═════ Provided records ═════

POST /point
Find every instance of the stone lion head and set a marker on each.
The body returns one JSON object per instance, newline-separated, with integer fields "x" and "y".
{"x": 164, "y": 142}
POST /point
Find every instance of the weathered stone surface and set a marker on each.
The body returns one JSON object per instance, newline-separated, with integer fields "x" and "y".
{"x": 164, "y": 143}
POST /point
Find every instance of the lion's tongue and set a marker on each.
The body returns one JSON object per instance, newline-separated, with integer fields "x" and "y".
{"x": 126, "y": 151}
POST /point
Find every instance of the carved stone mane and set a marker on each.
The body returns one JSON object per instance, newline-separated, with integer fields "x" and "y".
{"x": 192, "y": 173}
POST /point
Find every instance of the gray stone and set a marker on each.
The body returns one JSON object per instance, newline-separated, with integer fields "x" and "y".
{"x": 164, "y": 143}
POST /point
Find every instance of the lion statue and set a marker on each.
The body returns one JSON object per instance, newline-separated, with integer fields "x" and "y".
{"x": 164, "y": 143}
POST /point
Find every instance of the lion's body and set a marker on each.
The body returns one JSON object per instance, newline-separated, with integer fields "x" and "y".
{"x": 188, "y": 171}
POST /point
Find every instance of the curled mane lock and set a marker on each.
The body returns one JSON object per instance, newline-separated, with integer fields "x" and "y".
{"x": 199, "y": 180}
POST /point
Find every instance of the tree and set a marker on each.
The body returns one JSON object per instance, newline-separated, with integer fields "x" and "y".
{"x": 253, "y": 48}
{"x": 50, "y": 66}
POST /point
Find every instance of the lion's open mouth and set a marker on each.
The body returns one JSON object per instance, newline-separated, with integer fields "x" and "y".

═════

» What is being asked:
Reproduce the listing above line for line, with no changes.

» Exercise response:
POST /point
Find every instance of the stone lion head and set a marker on each.
The body returns one JSON object per instance, newline-separated, with integer fields "x" and "y".
{"x": 164, "y": 142}
POST /point
Find every instance of the weathered stone surface and set a marker on each.
The body returns one JSON object per instance, newline-separated, with integer fields "x" and "y".
{"x": 164, "y": 143}
POST /point
Find every instance of the lion's tongue and set a marker on each.
The body returns one JSON object per instance, newline-separated, with integer fields "x" and "y".
{"x": 126, "y": 151}
POST /point
Find every instance of the carved stone mane and set a marker on each.
The body returns one JSON object per instance, newline-separated, with integer fields "x" and "y".
{"x": 192, "y": 173}
POST /point
Find every instance of the gray stone and set a marker on each.
The body returns one JSON object per instance, newline-separated, with integer fields "x" and "y".
{"x": 164, "y": 143}
POST /point
Find every instance of the lion statue and set a marker on each.
The body returns one JSON object per instance, newline-separated, with integer fields "x" and "y".
{"x": 164, "y": 143}
POST /point
Find every instance of the lion's body and set a marker on each.
The body returns one JSON object per instance, newline-separated, with integer fields "x" and "y".
{"x": 188, "y": 171}
POST /point
Find every instance of the curled mane lock and set a marker on each.
The body returns one JSON object per instance, newline-separated, with integer fields "x" and "y".
{"x": 199, "y": 180}
POST /point
Find every instance of the tree and set a marker on each.
The body returns one JSON object per instance, newline-separated, with integer fields "x" and "y".
{"x": 253, "y": 48}
{"x": 50, "y": 66}
POST /point
Find every instance of the lion's open mouth and set a marker on each.
The body returns one JSON object per instance, newline-separated, with integer fields "x" and "y".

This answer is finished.